═══ Brano fornito ═══

Su quel palco così carico di storia ho interpretato la figura femminile, la cantante, e Raoul è sempre stato generoso di consigli, pacche sulla spalla e qualche buon brindisi di Sangiovese!”.
-Casadei è riuscito a fare ballare, specie qui in Romagna, intere generazioni, quale è stata secondo te la ricetta magica di questo effetto boomerang che ha saputo legare e fare divertire tante persone di età diverse?

═══ Dati forniti ═══

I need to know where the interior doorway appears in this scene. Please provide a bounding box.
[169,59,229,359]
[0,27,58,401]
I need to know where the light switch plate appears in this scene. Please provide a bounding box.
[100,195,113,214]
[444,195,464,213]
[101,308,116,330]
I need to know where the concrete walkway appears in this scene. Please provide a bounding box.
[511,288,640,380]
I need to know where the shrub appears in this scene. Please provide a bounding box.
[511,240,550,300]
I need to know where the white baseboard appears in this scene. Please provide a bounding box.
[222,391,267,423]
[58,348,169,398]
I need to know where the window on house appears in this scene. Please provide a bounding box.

═══
═══ Dati forniti ═══

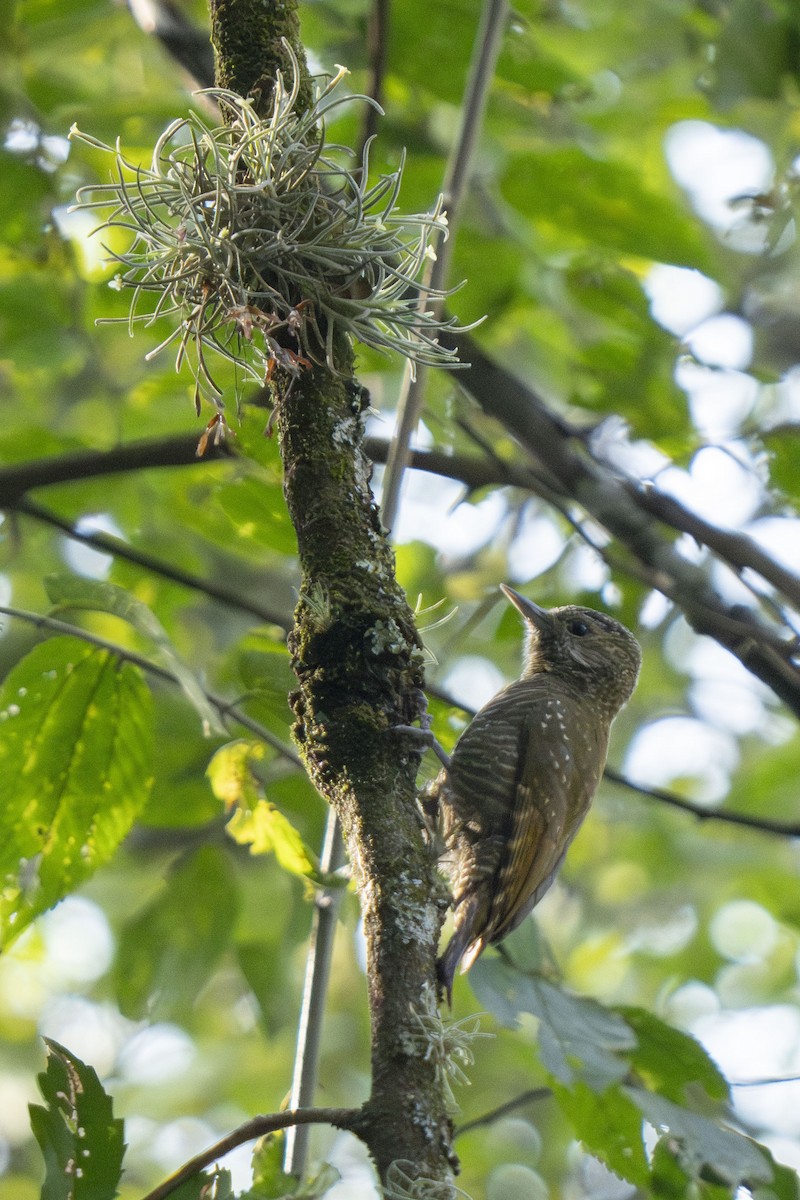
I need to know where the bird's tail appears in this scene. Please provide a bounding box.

═══
═══ Dati forniti ═══

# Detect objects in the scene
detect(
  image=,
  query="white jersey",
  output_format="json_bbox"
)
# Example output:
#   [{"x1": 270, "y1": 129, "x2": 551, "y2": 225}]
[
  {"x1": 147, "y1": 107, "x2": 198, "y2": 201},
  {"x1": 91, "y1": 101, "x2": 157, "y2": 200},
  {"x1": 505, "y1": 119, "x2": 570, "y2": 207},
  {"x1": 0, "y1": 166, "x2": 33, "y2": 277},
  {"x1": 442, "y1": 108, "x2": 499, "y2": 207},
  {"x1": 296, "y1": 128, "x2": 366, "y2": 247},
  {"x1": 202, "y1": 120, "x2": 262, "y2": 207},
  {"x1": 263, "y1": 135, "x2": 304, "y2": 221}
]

═══

## Dalle informazioni fornite
a - Rispondi a queste domande sul brano dedicato a Raoul Casadei:
(i) Quale figura è stata interpretata su quel palco?
(ii) Di che cosa è sempre stato generoso Raoul?
(iii) In quale zona, in particolare, Casadei ha fatto ballare intere generazioni?
b - Scrivi il seguito del brano su Raoul Casadei a partire dalla domanda con cui termina.

## Risposte
a -
(i) La figura femminile, cioè la cantante.
(ii) Di consigli, pacche sulla spalla e qualche buon brindisi di Sangiovese.
(iii) In Romagna.

b -
“Questa è una domanda alla quale non basterebbe un giorno per rispondere compiutamente. Il segreto di Raoul è stato, senza dubbio, il suo carisma, il suo grande talento nel comunicare e nel mettere in relazione le persone tra loro. Si parla di un momento storico, mi riferisco agli anni ’60, quando l’Italia viveva un boom non solo economico. Le donne si emancipavano, si costruivano le autostrade per andare in vacanza con l’automobile di famiglia e collegare tutto lo stivale; erano anni in cui la televisione diventava un oggetto di massa, dove la distinzione tra ricchi e poveri si riduceva in favore di una sempre più nutrita borghesia. Raoul ha saputo parlare a tutti, perché rappresentava quel cambiamento. Raoul e la sua musica, la sua orchestra, parlavano a tutti, indistintamente dalla classe sociale di appartenenza. Ci si dava appuntamento per ballare sulle note de “La Mazurka di Periferia” e tante altre hit. Raoul è stata una delle bandiere del nostro paese nel mondo. All’estero conoscono le sue canzoni a memoria! Raoul è stato il sorriso di un’Italia che rinasce”.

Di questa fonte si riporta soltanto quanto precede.